Work to do
Quote, word for word, every line starting at the line that contains "compact form (180,71)." and ending with the last line of the records; include both of these lines and no others.

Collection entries

● ● ● ● ● ● ●

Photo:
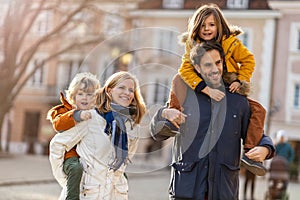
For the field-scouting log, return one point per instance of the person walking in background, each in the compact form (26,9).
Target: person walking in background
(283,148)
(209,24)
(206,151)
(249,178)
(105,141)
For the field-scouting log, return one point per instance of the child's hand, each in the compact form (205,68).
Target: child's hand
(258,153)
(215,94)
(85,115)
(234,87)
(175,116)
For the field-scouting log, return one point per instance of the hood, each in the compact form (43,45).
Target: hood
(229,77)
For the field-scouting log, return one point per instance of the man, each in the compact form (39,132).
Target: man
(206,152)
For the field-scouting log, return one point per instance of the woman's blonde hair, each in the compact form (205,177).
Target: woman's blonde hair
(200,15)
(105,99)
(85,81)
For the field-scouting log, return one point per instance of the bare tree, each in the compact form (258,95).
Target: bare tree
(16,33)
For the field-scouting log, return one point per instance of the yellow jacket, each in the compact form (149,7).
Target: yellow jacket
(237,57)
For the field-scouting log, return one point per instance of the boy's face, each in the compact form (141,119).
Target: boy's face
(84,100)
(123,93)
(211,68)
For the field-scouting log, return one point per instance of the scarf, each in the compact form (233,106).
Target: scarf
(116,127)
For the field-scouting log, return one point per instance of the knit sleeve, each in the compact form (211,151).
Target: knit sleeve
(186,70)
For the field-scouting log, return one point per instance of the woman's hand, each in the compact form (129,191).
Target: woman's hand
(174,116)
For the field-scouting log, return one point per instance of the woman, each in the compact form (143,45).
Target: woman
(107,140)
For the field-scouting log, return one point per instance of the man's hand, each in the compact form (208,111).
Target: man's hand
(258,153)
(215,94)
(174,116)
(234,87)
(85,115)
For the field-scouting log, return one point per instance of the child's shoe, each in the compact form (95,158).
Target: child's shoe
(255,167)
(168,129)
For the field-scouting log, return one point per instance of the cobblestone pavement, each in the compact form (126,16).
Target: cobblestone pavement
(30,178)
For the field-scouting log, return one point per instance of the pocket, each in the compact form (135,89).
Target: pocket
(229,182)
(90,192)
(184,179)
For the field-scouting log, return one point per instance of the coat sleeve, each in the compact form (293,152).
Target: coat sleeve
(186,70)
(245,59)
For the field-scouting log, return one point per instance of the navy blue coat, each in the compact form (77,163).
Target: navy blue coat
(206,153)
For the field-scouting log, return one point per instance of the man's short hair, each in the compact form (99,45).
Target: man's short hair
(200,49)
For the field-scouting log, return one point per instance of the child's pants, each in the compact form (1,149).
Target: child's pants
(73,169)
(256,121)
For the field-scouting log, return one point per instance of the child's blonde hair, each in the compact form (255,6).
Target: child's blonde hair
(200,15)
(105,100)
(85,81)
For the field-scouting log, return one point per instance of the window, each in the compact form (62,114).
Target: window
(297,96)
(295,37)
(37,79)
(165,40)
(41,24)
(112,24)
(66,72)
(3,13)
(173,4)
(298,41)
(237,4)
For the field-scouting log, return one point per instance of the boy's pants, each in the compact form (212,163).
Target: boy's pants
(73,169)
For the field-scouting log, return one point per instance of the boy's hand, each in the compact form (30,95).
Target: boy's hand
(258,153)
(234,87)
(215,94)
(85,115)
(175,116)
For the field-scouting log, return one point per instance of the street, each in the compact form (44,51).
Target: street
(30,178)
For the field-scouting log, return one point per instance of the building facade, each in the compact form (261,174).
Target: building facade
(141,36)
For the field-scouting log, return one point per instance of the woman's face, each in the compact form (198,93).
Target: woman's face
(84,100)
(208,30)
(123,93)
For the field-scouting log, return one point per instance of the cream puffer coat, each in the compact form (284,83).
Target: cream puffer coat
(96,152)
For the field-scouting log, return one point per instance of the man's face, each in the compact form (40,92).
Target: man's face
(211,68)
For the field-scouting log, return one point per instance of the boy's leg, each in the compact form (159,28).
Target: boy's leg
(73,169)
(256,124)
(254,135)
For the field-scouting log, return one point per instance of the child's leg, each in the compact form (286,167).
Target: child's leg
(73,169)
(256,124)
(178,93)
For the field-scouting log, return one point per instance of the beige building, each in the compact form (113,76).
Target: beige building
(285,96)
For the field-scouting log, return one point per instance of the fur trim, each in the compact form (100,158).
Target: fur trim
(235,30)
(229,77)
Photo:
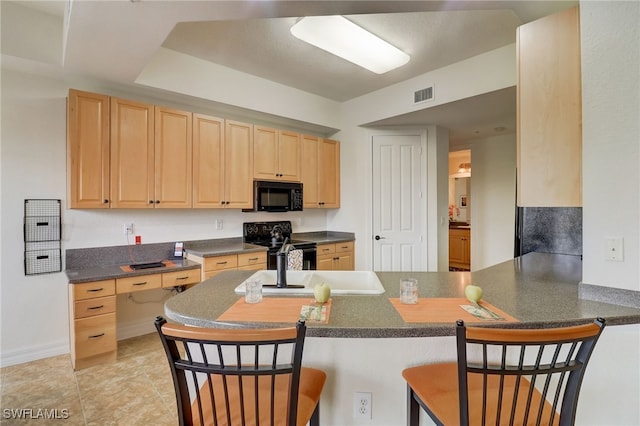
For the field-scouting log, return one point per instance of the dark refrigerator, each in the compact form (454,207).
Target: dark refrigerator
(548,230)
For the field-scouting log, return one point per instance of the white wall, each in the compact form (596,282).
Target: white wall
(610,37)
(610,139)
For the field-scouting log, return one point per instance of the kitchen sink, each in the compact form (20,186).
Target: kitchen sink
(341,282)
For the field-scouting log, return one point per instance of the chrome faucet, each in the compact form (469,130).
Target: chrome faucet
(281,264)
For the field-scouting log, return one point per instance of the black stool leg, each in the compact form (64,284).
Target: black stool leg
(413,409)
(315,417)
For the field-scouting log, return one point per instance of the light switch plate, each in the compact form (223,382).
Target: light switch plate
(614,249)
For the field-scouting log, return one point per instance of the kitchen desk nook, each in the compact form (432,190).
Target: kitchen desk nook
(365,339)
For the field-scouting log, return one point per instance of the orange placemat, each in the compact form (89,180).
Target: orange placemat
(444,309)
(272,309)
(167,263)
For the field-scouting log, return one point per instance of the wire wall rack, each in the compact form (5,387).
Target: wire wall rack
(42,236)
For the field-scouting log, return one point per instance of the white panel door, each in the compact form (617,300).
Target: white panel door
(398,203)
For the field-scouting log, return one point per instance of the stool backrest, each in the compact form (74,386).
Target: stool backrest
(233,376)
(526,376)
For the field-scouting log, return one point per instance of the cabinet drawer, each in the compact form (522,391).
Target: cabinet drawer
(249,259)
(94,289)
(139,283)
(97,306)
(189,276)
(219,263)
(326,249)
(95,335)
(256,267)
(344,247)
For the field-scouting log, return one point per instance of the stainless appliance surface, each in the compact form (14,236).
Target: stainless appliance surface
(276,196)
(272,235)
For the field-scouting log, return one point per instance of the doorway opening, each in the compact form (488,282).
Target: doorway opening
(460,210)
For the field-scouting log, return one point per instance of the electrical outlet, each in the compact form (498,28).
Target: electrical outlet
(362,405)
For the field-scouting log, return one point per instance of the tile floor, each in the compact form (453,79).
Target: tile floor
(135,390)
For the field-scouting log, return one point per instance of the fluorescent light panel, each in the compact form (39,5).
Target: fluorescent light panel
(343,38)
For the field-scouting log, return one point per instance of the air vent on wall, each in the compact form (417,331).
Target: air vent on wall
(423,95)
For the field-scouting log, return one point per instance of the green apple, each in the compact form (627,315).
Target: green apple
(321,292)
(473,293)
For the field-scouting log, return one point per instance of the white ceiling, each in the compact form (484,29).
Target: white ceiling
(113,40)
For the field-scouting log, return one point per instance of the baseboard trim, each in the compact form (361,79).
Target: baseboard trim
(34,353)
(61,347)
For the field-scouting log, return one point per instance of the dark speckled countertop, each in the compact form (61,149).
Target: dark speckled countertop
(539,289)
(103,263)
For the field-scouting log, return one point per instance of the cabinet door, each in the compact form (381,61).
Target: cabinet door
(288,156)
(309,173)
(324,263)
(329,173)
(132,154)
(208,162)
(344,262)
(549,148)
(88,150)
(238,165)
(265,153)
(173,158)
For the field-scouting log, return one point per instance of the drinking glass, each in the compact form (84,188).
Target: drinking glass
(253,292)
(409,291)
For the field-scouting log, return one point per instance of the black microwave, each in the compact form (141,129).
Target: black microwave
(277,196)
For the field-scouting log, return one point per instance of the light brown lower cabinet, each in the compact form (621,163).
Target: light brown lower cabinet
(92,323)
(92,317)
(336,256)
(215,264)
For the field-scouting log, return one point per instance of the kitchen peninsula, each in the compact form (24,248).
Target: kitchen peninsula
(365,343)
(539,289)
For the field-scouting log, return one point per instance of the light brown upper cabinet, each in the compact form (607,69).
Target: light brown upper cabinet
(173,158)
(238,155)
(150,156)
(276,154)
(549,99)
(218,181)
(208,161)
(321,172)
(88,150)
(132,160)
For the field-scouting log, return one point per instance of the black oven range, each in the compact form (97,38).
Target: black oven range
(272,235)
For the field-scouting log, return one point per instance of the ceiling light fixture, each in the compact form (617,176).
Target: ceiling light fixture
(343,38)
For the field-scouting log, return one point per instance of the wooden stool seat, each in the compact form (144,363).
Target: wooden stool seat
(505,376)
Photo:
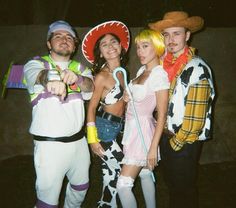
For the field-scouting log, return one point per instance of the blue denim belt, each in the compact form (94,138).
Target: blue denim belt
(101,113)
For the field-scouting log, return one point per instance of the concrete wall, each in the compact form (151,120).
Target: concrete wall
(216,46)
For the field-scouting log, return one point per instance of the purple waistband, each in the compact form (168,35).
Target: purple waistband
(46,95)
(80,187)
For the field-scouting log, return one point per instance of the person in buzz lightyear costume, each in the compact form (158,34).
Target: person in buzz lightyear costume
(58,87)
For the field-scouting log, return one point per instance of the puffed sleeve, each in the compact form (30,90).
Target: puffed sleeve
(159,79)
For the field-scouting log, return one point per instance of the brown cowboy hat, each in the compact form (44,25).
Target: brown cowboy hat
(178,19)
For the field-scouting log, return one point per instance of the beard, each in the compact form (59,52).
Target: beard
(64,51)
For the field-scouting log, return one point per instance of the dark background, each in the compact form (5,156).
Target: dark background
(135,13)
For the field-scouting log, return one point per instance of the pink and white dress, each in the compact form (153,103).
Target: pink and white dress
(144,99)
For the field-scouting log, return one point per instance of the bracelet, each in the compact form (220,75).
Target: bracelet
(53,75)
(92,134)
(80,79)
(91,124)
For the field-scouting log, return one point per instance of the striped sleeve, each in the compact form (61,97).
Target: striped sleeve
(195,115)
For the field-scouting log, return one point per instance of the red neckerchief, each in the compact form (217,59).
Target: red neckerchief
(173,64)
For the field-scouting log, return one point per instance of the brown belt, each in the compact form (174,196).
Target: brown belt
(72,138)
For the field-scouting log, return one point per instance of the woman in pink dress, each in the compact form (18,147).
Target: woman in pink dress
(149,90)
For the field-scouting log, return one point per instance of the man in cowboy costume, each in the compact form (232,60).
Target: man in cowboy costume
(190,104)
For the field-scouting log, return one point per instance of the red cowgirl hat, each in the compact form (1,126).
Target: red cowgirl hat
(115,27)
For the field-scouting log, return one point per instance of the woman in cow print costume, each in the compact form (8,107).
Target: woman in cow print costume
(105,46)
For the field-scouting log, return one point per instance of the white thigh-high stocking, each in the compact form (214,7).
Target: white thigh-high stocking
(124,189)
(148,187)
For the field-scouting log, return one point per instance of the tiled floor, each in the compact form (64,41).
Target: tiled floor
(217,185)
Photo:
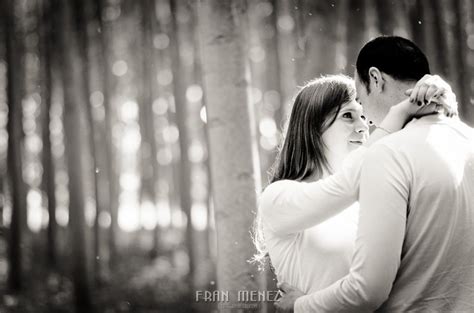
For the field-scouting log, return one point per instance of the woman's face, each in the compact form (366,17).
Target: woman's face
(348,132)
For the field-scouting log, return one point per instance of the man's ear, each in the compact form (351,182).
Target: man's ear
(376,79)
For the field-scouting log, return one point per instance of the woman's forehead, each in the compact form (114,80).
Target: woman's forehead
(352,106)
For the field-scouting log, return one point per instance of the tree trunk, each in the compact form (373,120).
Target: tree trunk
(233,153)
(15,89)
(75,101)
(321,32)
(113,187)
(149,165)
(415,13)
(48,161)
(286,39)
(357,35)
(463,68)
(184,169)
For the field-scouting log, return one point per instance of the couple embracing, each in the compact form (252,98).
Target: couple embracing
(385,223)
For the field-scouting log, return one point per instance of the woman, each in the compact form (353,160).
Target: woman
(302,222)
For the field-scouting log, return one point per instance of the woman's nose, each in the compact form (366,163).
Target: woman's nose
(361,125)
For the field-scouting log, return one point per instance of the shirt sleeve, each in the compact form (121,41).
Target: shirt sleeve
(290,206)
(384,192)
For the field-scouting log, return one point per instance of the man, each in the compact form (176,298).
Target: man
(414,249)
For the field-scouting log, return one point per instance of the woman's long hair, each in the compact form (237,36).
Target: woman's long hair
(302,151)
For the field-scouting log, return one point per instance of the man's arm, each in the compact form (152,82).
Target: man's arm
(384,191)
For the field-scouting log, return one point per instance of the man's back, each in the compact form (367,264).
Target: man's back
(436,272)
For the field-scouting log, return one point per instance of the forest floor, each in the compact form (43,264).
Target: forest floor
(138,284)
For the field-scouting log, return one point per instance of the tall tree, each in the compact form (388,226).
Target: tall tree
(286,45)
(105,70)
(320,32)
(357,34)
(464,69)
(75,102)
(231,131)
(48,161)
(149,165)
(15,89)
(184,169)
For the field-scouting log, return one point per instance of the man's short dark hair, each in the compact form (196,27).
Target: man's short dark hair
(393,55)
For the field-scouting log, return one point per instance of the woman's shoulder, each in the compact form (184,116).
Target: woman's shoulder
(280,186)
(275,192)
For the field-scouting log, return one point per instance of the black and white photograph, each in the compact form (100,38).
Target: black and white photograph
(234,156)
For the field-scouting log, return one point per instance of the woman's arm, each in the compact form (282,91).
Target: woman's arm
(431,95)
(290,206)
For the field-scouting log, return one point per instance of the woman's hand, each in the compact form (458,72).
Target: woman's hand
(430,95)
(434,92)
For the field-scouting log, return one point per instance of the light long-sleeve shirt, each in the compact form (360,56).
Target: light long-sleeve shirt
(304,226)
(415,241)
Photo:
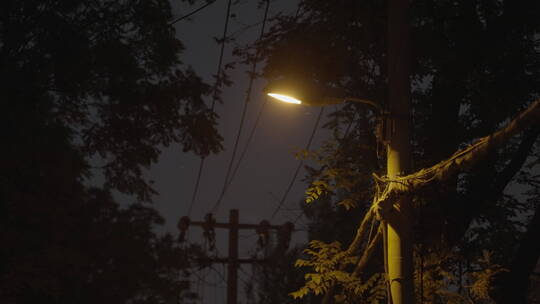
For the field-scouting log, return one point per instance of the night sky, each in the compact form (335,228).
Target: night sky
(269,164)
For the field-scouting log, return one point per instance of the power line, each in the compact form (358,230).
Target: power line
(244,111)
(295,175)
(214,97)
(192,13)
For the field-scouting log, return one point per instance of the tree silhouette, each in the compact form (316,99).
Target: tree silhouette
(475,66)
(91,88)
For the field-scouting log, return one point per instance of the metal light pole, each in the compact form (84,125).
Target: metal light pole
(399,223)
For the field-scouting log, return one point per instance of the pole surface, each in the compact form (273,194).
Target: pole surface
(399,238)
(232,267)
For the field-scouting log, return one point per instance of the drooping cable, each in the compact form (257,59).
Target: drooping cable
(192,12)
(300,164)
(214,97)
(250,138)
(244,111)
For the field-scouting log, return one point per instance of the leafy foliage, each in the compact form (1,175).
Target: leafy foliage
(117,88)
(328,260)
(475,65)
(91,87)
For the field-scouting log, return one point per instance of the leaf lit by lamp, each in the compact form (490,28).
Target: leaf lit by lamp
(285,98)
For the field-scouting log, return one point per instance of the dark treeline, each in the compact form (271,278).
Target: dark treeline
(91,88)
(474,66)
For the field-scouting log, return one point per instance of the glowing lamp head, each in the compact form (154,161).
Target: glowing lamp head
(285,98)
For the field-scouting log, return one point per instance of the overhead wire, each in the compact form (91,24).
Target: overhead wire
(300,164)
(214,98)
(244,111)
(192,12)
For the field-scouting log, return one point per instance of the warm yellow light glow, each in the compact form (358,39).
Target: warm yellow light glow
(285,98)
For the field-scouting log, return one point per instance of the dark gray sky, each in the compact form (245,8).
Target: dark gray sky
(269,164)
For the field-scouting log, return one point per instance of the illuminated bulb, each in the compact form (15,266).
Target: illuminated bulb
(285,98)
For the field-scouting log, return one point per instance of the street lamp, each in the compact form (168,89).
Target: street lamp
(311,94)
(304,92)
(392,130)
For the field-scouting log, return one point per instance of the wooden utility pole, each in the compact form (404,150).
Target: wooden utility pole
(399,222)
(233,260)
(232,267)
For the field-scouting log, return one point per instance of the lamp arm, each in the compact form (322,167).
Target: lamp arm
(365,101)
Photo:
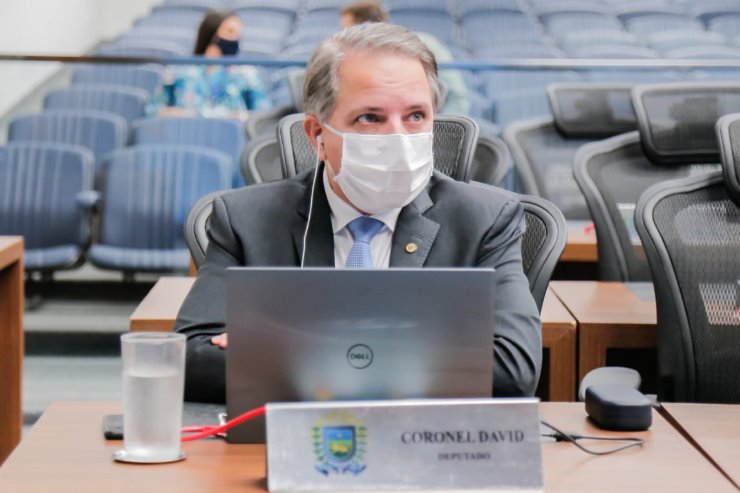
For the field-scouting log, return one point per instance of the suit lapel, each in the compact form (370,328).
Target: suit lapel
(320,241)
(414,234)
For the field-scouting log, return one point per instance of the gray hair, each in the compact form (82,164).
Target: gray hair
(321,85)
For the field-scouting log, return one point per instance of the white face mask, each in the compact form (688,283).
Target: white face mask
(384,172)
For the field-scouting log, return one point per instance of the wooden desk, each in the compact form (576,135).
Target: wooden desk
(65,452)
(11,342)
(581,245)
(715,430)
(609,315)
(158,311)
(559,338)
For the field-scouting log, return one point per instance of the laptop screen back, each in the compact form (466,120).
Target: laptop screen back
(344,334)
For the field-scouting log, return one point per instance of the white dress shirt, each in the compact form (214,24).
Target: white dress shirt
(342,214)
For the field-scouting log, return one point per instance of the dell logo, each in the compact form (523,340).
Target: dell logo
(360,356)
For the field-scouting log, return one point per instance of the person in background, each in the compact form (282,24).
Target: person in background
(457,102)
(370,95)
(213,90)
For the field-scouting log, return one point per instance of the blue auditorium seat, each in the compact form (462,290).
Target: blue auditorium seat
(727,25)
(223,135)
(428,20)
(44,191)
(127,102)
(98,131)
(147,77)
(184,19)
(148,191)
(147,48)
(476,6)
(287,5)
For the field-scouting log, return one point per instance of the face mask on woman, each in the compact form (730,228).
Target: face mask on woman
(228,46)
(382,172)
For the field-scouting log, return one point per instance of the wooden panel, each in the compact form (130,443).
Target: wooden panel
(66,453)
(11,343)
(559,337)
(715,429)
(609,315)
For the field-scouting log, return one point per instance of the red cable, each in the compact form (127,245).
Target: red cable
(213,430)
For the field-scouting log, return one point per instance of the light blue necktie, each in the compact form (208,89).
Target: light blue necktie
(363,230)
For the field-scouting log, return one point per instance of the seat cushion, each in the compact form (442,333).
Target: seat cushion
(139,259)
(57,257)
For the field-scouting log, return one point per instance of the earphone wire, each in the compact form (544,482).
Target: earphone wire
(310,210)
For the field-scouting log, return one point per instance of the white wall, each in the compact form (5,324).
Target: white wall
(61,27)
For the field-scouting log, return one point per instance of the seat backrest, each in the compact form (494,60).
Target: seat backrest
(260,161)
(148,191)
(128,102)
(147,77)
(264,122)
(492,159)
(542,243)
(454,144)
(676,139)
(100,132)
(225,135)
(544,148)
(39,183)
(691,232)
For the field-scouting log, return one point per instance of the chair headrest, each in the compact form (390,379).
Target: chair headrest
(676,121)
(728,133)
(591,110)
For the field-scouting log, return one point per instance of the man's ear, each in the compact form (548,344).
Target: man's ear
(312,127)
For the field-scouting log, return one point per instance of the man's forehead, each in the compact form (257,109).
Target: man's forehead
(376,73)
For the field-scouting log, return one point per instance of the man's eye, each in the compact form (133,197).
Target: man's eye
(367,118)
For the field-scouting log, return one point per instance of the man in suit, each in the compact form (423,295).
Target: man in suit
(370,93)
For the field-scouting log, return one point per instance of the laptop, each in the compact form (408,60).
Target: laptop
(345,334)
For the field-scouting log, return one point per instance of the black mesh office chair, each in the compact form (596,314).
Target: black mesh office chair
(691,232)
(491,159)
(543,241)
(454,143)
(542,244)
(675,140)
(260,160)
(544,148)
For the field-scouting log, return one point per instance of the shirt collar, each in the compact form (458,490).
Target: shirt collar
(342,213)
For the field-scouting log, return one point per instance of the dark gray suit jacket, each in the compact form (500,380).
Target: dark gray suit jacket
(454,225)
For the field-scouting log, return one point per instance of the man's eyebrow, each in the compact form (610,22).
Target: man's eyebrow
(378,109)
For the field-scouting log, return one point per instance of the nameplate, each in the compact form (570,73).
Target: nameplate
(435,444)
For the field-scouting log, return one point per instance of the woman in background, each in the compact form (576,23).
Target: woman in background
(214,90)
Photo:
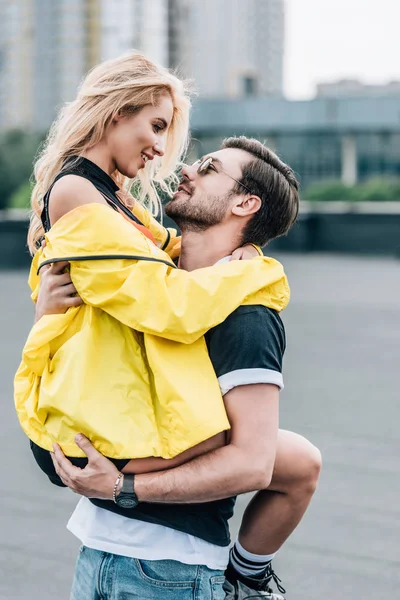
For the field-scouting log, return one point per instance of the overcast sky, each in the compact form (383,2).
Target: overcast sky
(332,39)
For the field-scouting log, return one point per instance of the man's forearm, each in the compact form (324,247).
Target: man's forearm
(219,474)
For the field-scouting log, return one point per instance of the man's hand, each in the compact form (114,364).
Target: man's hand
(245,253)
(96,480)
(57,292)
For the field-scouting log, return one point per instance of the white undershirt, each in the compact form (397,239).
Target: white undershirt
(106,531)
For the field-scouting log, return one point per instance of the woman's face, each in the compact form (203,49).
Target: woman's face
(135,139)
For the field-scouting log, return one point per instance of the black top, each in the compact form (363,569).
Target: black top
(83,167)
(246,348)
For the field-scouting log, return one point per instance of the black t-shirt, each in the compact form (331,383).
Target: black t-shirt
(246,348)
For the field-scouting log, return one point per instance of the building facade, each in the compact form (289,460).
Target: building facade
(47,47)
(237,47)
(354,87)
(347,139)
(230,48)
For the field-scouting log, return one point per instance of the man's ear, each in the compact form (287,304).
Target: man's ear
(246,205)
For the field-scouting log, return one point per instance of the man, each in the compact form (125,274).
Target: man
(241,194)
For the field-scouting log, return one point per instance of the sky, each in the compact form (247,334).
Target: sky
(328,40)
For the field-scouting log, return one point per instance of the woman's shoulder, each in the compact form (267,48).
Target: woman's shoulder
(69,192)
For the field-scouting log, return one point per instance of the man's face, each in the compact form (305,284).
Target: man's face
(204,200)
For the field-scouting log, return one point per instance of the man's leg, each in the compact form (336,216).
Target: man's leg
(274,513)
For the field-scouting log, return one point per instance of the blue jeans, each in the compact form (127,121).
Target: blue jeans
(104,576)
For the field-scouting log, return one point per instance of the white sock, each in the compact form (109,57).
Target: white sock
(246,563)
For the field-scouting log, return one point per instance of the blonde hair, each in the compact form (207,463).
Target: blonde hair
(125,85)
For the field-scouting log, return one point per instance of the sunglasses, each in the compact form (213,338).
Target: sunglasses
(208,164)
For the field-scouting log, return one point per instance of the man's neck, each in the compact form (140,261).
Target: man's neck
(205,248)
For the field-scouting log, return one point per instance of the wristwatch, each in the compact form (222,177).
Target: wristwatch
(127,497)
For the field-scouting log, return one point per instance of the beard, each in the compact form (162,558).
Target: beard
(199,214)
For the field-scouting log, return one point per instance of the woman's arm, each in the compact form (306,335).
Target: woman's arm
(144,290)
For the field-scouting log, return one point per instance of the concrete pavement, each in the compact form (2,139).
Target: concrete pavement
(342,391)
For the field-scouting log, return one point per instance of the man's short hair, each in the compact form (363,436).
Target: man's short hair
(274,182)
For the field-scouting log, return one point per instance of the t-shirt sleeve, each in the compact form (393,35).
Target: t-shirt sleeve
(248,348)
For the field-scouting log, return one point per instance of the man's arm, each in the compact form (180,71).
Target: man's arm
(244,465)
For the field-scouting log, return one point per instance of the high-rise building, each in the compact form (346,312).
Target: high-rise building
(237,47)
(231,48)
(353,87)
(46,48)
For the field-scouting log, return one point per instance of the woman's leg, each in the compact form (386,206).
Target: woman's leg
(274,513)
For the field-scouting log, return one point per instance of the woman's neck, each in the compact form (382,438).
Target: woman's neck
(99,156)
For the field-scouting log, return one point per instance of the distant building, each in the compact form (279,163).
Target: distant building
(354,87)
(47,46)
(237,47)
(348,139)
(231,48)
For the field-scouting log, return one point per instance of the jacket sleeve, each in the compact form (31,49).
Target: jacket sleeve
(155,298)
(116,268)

● ● ● ● ● ● ●

Written answer
For the field-scouting log, return one point per instance of the man's arm, each in the compact form (180,71).
Target: man's arm
(244,465)
For the field-scouting log, return one point per instance of the high-rise building, each in the compact form (346,312).
Target: high-rise building
(237,47)
(231,48)
(353,87)
(46,48)
For the field-scouting log, return one point per instance of the woman's leg, each in the compact form (386,206).
Target: woman's leg
(274,513)
For the field-scouting log, return one point per instance of the woman's neck, each in the compact form (382,438).
Target: woman's neck
(99,156)
For the field-scouting log, return one point per instance of the distant building, each in the compact form (279,163).
Target: distant building
(354,87)
(47,46)
(237,47)
(348,139)
(231,48)
For the field-scouting log, return one point per instance of the jacket sleeve, each in the compact form (31,49).
Target: jacket sleeve
(155,298)
(116,268)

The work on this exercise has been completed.